#### EXERCISE AIM
Copy the entries below word for word, from their first line through the line that contains "box: [327, 146, 348, 226]", both included. Leave the pictures out of your copy.

>>>>>

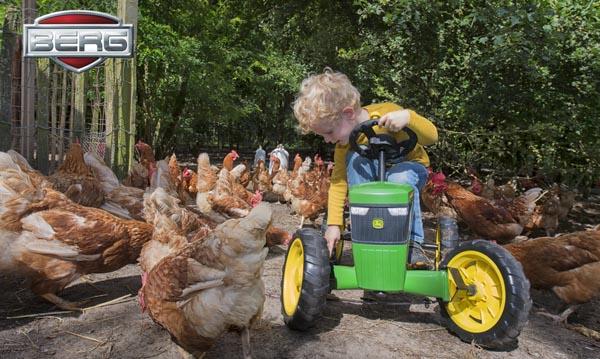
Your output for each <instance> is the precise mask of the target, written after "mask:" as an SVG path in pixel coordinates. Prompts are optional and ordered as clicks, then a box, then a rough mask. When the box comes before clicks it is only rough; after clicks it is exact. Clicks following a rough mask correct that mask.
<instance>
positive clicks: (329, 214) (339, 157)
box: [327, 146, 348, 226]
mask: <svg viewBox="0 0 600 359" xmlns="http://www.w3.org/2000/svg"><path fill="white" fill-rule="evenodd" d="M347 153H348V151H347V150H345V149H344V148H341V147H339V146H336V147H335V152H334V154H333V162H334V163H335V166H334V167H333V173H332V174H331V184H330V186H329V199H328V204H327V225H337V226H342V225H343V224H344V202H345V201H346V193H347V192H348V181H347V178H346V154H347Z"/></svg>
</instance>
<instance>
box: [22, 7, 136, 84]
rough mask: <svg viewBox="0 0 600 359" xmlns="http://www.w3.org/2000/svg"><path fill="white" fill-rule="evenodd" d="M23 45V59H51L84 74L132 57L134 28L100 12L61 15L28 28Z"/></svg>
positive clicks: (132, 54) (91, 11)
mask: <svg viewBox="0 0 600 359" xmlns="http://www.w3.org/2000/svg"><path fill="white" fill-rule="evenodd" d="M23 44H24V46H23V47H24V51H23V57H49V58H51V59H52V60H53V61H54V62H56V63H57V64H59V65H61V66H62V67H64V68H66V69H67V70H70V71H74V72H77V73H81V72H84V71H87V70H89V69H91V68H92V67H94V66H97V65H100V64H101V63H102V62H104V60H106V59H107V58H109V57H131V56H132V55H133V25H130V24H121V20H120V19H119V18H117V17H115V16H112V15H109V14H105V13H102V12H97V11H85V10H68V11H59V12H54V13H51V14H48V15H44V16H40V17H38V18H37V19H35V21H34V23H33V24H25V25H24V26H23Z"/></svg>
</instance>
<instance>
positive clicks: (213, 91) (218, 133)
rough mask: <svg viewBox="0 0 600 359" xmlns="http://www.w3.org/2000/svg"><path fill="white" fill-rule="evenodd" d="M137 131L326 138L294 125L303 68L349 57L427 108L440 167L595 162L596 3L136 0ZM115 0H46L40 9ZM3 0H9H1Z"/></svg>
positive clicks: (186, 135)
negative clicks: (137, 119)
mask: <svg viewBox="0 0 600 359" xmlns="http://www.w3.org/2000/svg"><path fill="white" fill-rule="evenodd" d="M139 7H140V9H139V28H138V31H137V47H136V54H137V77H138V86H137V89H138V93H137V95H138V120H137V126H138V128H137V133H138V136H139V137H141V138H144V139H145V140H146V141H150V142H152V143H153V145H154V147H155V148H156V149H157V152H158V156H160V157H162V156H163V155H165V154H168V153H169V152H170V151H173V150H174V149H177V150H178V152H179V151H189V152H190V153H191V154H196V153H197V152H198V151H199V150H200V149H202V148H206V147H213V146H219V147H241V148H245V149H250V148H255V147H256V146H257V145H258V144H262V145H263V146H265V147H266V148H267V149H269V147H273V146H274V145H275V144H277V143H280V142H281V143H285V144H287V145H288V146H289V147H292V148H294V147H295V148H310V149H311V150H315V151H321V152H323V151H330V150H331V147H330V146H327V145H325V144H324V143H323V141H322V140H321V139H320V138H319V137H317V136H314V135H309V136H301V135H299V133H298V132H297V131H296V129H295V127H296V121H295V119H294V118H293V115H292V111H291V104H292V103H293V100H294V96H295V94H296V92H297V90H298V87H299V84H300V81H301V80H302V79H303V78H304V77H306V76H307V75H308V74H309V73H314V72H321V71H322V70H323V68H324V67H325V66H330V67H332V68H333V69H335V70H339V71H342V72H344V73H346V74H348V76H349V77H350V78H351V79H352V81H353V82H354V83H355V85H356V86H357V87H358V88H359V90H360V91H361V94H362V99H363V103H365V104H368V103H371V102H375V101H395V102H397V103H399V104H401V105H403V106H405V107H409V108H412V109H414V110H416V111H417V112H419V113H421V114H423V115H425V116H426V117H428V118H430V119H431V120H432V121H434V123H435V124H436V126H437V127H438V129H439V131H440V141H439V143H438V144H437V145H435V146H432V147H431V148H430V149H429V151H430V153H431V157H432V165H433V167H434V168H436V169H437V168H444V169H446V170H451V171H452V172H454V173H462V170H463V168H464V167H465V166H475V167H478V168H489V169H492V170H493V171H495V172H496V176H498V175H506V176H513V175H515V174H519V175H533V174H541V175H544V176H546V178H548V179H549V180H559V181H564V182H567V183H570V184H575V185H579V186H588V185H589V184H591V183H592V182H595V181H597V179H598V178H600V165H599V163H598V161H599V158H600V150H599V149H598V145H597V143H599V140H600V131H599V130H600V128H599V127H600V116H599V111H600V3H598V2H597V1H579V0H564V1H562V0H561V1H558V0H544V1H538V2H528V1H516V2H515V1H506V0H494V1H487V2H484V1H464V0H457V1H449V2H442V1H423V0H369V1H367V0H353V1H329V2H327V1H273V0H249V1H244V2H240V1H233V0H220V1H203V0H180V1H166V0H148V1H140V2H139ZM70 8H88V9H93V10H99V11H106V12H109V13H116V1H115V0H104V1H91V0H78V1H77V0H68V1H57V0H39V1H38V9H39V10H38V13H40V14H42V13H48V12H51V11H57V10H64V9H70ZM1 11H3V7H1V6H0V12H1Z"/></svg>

<<<<<

#### OUTPUT
Your output for each <instance> is the precise mask of the target, written after "mask:" as an SVG path in pixel coordinates. Prompts are optional and ordered as clicks, then a box, then a rough mask. When the box comes before clicks it is only rough; after clicks it is exact. Clicks following a rough mask correct that mask.
<instance>
positive clicks: (329, 214) (339, 157)
box: [327, 146, 348, 226]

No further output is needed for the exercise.